== Dataset

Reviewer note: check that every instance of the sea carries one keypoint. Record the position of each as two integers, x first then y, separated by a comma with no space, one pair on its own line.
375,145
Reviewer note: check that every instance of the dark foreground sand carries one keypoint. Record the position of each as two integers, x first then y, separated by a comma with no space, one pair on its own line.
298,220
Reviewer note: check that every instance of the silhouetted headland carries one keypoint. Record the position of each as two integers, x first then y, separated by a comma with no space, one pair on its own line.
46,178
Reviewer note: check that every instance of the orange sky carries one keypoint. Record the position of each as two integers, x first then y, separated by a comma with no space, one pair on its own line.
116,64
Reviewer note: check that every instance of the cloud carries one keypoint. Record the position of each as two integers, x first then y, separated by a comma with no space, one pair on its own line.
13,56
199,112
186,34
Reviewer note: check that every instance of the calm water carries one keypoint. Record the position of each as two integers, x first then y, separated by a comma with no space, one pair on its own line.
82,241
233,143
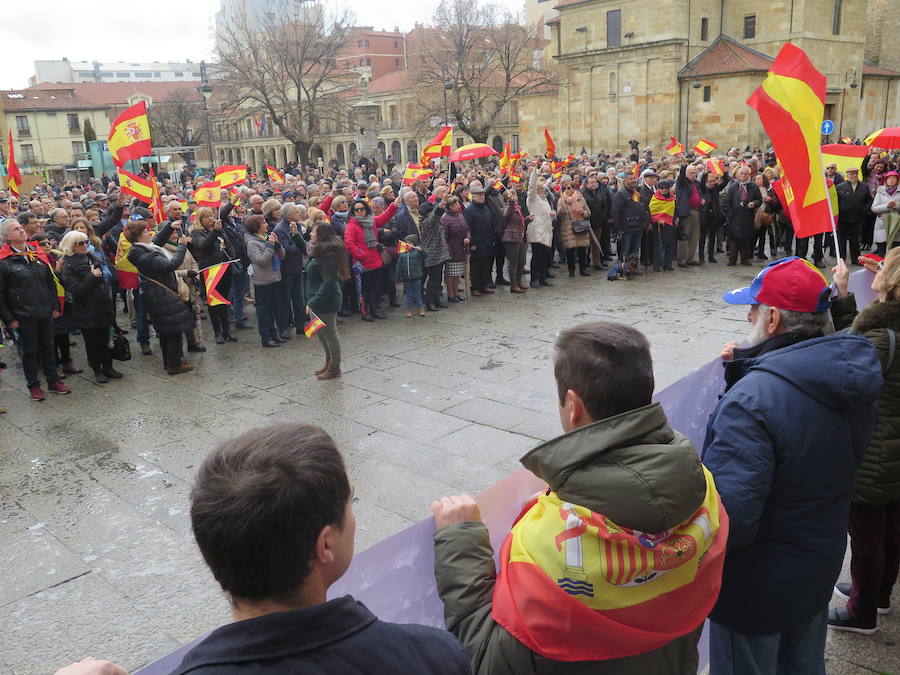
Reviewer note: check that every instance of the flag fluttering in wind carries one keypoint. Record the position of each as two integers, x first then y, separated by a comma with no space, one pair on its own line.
674,147
212,275
136,186
129,135
551,146
704,147
208,194
229,175
791,106
844,156
274,174
13,177
315,323
439,146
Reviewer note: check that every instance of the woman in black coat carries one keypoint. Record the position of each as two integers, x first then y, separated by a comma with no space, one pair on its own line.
159,288
210,246
92,309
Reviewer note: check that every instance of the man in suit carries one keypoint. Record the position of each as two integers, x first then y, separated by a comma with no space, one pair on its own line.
854,204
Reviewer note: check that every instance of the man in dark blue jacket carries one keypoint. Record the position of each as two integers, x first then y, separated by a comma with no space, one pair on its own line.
271,513
784,444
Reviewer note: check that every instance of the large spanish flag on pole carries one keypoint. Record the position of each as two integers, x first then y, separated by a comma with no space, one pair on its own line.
13,177
129,136
791,106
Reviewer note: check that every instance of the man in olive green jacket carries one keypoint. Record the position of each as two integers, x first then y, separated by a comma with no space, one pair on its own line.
615,567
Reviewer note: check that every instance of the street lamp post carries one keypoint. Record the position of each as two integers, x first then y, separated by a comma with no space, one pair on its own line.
206,90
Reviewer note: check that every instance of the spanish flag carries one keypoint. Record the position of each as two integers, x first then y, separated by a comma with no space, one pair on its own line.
575,586
126,272
129,136
227,176
791,105
704,147
844,156
551,146
273,174
13,177
674,147
415,172
208,195
662,209
314,324
212,275
136,186
439,146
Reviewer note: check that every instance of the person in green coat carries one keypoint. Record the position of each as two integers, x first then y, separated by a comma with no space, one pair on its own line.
613,569
325,271
875,509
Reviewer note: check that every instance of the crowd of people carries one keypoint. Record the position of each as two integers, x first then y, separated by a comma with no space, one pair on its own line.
329,243
637,539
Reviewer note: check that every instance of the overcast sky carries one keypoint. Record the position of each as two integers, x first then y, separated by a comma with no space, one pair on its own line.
162,30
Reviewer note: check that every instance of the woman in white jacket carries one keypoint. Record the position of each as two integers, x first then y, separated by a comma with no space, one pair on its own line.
886,206
540,230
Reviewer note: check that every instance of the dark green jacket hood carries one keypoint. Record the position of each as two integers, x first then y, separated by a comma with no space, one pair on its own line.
632,468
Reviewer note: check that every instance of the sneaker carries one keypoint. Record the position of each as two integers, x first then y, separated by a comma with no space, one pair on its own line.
842,590
840,619
58,387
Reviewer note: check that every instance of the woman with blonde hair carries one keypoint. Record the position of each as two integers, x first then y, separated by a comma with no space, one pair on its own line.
92,309
875,508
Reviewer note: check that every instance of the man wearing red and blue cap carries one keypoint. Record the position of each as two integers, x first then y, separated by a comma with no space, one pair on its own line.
784,444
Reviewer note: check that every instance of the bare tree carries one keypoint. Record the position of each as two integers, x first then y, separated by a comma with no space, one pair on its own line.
483,57
286,69
178,120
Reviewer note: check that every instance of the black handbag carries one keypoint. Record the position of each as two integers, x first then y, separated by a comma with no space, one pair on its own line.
120,350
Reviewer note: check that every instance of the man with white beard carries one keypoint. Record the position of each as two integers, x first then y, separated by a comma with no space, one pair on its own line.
784,444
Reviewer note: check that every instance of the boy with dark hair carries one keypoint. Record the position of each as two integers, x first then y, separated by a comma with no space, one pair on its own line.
271,513
615,566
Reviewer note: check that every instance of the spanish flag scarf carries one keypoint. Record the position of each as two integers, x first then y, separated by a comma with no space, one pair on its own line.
574,586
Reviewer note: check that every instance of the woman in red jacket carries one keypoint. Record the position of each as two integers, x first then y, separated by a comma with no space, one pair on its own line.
361,240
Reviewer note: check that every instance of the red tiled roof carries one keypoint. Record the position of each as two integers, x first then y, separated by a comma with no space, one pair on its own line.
53,99
726,56
872,69
117,93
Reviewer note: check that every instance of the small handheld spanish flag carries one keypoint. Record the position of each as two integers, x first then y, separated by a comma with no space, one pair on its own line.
314,325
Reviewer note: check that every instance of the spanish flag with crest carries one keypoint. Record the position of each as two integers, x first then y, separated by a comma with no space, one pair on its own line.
575,586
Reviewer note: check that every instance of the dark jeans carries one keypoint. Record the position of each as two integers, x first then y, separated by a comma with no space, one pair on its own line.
171,347
432,283
289,305
96,346
371,284
800,649
875,547
540,258
265,310
744,247
481,272
36,339
849,232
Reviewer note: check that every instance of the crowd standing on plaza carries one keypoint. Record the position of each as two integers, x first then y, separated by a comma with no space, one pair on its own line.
750,532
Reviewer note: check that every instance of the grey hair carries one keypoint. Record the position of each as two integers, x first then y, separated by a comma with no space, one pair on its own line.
4,228
805,325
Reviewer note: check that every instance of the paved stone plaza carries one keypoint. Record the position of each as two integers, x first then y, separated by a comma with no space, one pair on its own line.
96,554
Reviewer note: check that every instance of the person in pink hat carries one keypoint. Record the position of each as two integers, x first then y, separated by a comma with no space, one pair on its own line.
784,444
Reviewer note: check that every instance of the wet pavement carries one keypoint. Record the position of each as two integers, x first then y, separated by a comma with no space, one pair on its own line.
96,554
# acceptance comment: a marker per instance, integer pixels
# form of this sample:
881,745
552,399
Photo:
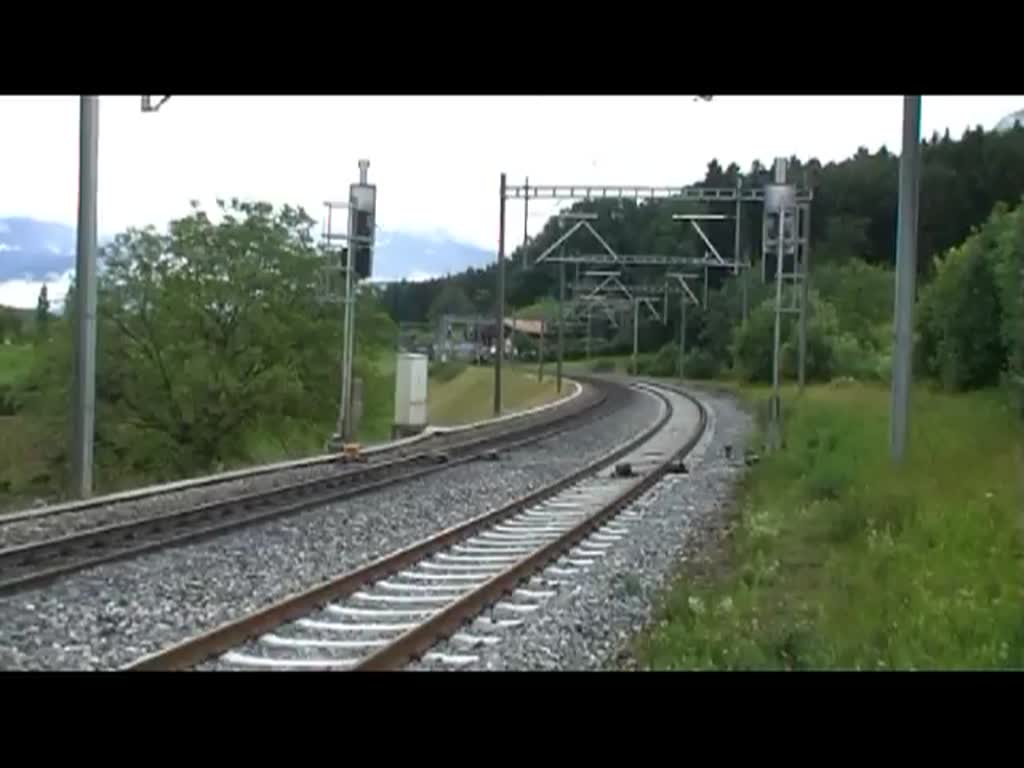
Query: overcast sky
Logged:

====

:: Action item ::
Please retype the entries above word for word, but only from the line containing "# acceptance comment: a" through the last line, and without the pictures.

:: Your response ::
# acceptance comment: a marker per instance, integer pixels
# form of this sample:
881,745
552,399
Photo:
Query: overcast sky
Logged:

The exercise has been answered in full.